[QUOTED PASSAGE]:

★ ★ ★ ★ ★ ★ ★

A world-first support network will help Australian businesses make the most of the trillion-dollar opportunity presented by new technologies.

National AI Centre director Stela Solar launched the Responsible Artificial Intelligence Network, co-ordinated by Australia's leading science agency CSIRO, on Thursday.

Artificial intelligence is expected to be worth $22.7 trillion to the global economy by 2030, according to the CSIRO.

Ms Solar says the network is essential to help businesses capitalise on this opportunity because AI can "only be as good as we lead it".

"It can help to tackle some of the grand challenges that we're facing in the world, like climate change and health," she told AAP.

"But AI is built on top of data, and this data can have biases that we may not even notice."

Ms Solar said "data deserts" due to under-representation of diverse populations result in biases that inform and influence outcomes by AI.

"For instance, we know that loan approval algorithms are based on data from financial institutions," she said.

"And we actually saw where women were disadvantaged during the loan approval process, because the data generally had women with lower income, and through history women were not owning properties."

Mitigating biases is one of the many issues on the agenda for the network, with Ms Solar adding that one AI tool kit was able to spot biases in the loan approval algorithms and remove them from the code.

Organisations ranging from technology, ethics, law and academia such as the Tech Council of Australia and the Australian Industry Group are taking part in the network.

Ms Solar believes responsible AI could become a competitive advantage for all Australian businesses if done correctly.

"Larger enterprises will tend to have their own developer teams, so they might build things that are more customised," she said.

"But there's low-hanging fruit for small and medium organisations, because much of the technology that they're already using today has AI options in it."

For example, organisations using a HR management system could be able to add an AI module to provide answers to employees about common questions.

AI is already being used to help with high volumes of customer inquiries where chatbots could provide support for questions and complaints.

Worries about whether jobs will be replaced by AI have risen due to the growing popularity of chatbots, namely ChatGPT, but Ms Solar wants Australians to embrace the technology.

"I see AI as almost this co-pilot that can help do some of the work to further our own impact," said Ms Solar, who has used ChatGPT to help her work.

"That is a really powerful dynamic that I think is an opportunity for all of us."

★ ★ ★ ★ ★ ★ ★

[SUPPLIED MATERIAL]:
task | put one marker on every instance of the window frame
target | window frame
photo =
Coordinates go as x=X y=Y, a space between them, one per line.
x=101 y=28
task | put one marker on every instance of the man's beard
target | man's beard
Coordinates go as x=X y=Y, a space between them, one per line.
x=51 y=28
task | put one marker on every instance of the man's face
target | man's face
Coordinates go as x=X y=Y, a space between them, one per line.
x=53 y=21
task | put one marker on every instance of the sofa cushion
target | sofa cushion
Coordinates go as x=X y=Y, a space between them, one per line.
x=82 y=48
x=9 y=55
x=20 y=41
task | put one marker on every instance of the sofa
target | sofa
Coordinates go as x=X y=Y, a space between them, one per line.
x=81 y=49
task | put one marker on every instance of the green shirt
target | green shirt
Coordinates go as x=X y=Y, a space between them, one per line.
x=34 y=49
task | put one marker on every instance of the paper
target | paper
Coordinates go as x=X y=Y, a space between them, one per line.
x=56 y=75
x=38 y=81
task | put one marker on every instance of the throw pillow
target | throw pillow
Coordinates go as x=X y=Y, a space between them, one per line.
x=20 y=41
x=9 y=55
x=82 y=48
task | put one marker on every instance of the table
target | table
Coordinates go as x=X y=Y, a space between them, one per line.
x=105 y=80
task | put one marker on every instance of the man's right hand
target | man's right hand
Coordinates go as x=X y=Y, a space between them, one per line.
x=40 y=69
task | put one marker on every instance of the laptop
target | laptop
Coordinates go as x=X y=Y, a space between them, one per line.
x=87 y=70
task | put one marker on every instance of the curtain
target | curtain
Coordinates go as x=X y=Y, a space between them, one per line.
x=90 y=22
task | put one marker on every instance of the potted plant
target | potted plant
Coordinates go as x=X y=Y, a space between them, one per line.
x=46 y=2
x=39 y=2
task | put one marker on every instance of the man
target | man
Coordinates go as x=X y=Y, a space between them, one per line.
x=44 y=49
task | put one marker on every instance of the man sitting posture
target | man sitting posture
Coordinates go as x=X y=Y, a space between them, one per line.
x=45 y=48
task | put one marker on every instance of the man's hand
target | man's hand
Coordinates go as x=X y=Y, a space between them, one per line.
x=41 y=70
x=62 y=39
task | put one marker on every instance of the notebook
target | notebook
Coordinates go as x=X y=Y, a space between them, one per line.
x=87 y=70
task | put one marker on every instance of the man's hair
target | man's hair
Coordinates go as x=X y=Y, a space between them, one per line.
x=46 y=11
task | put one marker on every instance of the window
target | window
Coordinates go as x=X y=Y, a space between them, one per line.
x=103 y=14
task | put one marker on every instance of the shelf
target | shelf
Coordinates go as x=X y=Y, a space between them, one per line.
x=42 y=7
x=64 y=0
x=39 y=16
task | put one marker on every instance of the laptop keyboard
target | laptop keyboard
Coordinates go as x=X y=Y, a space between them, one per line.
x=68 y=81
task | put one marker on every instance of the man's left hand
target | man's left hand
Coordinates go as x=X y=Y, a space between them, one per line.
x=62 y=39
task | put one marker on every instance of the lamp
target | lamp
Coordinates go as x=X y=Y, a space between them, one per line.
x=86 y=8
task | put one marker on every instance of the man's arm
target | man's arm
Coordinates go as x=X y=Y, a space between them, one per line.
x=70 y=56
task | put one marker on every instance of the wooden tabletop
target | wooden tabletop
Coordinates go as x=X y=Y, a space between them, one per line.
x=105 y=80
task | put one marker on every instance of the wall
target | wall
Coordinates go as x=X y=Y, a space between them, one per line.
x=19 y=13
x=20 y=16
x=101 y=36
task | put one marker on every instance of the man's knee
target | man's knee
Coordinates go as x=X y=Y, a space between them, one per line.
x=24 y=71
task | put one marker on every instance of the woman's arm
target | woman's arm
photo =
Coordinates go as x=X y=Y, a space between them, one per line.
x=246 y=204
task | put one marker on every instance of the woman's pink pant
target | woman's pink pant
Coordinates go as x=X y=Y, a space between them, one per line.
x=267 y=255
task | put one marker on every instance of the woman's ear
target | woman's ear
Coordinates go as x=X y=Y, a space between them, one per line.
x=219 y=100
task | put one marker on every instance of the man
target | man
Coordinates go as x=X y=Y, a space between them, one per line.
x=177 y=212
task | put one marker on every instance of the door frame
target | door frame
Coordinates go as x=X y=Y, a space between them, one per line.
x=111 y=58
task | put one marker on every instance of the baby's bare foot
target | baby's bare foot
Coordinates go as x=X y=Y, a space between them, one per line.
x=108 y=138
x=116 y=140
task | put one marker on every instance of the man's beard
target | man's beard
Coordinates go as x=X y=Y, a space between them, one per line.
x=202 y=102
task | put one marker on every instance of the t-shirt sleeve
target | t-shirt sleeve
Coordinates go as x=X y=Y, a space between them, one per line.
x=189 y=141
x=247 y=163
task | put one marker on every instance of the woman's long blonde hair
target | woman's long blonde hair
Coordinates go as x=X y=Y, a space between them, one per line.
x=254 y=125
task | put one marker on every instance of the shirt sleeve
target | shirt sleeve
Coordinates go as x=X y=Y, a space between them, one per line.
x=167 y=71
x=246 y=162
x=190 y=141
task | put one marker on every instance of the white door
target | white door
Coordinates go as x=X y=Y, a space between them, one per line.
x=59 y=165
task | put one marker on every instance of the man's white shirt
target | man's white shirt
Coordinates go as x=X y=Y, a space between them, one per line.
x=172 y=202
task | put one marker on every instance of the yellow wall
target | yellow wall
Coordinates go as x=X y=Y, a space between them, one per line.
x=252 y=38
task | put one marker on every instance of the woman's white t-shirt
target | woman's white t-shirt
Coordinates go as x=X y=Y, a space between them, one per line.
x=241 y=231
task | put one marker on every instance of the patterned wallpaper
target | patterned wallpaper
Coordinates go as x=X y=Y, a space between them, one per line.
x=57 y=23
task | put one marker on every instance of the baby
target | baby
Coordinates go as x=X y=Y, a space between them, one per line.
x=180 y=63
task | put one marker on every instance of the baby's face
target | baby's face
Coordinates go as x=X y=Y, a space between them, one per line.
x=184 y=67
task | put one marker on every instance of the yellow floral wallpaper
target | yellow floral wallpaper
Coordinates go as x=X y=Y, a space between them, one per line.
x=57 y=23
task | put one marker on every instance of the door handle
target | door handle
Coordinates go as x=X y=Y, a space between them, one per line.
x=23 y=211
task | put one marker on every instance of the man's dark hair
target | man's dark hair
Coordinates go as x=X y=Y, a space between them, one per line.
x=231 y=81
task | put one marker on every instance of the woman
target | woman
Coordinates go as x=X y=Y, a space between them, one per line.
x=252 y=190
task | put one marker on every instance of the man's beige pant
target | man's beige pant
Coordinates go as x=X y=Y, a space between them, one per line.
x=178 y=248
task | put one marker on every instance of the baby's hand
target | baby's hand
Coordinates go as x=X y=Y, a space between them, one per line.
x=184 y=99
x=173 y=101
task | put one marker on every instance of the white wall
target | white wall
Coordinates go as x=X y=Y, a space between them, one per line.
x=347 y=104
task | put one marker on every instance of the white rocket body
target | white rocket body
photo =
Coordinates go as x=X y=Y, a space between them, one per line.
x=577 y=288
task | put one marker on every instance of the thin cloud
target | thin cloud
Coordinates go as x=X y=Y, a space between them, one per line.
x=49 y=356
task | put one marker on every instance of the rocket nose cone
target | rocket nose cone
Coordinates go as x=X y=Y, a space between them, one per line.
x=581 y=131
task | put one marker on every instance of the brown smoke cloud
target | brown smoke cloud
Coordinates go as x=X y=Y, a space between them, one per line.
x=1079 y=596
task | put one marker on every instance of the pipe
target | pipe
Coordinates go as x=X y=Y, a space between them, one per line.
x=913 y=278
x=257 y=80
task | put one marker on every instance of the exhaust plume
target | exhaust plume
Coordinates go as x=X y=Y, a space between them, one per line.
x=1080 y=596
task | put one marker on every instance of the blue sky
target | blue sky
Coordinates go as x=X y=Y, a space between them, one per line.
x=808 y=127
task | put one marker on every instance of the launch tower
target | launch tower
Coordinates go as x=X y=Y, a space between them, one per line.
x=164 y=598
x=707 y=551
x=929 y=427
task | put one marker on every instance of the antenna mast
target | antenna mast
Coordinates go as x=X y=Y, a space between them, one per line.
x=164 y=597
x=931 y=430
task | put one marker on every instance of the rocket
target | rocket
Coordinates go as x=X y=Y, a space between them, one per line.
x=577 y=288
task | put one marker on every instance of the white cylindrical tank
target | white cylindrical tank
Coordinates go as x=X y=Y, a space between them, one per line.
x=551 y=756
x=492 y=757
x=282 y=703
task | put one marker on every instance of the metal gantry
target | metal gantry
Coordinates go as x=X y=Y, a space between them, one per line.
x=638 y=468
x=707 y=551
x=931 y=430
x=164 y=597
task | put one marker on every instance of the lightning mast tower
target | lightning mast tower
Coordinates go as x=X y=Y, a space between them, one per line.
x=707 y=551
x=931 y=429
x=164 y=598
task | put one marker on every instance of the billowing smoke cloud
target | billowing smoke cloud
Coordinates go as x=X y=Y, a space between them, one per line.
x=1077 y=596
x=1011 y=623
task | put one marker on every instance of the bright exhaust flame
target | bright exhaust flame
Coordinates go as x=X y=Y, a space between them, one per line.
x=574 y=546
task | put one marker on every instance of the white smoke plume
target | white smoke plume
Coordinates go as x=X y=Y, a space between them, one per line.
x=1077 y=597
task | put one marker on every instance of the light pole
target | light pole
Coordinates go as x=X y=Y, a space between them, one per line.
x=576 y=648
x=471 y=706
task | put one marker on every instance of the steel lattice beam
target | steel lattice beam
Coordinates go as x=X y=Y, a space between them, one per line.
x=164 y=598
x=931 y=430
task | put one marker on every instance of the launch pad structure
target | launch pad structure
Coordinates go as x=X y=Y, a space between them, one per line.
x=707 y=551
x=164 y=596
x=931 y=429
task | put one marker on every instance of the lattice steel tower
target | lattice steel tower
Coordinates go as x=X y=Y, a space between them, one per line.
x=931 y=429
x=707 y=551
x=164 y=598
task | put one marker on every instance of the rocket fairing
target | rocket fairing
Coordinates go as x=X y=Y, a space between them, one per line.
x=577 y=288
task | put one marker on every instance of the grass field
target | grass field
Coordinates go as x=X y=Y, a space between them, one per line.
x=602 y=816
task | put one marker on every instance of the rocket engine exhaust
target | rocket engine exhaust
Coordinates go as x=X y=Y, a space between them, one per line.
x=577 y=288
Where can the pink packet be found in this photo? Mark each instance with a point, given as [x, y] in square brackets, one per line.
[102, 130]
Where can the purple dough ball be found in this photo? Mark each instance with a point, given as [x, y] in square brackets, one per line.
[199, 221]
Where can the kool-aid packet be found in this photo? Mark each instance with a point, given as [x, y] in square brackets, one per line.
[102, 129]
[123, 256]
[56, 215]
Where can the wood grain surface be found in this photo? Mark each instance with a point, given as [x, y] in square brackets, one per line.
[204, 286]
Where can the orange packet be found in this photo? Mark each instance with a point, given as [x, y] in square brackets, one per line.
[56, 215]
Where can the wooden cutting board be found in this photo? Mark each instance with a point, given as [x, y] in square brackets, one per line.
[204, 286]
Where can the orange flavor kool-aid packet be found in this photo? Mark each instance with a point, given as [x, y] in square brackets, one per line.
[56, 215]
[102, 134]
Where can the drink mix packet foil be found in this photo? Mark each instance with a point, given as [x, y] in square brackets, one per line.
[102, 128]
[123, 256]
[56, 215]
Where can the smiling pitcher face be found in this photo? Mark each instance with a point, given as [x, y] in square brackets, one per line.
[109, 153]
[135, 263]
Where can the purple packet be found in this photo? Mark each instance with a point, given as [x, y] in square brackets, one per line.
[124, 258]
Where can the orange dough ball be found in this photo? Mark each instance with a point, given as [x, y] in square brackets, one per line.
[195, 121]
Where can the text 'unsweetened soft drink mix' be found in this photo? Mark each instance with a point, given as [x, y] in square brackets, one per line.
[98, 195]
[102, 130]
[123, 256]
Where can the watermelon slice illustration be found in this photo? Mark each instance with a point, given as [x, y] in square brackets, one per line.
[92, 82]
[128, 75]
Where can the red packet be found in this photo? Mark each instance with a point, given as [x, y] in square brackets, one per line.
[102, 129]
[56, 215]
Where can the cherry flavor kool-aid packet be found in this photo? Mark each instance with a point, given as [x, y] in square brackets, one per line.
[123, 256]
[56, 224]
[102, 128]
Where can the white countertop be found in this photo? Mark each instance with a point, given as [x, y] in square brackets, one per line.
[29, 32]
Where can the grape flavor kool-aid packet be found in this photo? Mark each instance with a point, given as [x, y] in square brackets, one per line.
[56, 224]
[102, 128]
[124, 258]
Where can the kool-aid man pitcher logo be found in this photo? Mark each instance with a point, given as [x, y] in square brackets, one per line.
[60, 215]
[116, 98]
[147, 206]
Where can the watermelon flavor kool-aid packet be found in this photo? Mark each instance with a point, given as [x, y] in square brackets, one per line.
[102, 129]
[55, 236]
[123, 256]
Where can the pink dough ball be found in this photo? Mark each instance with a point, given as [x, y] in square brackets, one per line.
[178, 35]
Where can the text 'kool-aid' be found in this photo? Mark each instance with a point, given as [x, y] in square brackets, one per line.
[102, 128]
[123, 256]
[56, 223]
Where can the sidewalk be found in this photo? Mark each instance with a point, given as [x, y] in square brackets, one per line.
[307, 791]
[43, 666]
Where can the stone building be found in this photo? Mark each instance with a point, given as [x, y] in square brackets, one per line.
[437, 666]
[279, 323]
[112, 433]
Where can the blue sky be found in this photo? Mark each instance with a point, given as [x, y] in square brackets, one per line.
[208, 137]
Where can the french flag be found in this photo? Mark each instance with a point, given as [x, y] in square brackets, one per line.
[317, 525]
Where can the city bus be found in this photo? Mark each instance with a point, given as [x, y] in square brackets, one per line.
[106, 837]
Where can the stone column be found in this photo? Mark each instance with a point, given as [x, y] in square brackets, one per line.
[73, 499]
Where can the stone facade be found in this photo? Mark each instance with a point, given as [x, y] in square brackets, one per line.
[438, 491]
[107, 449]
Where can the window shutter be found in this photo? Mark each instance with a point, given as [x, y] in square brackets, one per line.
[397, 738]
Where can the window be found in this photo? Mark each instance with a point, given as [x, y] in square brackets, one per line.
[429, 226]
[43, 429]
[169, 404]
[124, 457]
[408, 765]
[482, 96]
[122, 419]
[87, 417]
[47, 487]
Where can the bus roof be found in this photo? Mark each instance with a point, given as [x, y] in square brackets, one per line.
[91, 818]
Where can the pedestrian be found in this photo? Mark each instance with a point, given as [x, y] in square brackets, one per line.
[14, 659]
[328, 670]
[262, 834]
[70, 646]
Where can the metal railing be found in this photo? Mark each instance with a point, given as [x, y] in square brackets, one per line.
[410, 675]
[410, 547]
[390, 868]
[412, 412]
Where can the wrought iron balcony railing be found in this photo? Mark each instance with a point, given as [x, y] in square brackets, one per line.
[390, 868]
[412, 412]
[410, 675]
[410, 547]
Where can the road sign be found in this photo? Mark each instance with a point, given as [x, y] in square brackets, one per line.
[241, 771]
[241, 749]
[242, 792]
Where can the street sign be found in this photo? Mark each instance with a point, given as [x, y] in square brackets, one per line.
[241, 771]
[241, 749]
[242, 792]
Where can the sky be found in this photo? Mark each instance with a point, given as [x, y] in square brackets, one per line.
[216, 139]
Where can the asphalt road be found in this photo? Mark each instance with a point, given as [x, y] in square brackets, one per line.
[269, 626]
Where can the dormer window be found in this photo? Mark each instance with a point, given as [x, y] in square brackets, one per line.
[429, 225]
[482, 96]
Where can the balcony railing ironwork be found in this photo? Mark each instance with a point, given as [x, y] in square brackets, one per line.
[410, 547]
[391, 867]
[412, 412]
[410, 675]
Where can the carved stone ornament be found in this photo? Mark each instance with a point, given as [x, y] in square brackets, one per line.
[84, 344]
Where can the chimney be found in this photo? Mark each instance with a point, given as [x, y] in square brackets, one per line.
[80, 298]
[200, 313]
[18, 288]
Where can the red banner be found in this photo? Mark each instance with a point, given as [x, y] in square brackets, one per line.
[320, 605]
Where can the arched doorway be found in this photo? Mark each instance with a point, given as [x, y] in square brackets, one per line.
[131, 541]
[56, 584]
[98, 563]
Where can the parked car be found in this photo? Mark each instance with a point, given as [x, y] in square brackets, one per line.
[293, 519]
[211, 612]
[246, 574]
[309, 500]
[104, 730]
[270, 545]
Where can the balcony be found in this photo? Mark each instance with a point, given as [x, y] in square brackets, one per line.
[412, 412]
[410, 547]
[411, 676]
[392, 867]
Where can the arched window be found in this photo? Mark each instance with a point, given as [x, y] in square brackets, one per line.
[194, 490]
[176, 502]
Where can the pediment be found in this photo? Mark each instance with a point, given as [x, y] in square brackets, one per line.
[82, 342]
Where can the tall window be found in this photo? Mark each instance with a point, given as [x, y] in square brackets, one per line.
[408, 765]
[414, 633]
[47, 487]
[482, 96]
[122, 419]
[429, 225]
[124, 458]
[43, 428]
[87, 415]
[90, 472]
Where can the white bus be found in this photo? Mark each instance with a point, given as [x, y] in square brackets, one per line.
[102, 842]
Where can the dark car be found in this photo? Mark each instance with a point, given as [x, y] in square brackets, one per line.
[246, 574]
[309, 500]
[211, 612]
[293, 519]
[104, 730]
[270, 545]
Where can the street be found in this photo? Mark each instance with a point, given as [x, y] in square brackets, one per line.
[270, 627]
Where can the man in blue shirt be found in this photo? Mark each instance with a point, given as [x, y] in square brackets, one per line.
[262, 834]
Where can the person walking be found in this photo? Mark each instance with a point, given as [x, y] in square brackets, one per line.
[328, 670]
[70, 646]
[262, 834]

★ ★ ★ ★ ★ ★ ★

[EXERCISE DETAILS]:
According to the CSIRO, what will artificial intelligence be worth to the global economy by 2030, as stated in the article on Australia's responsible AI network? The listing has no connection to the article on Australia's responsible AI network.

[TASK OUTPUT]:
$22.7 trillion.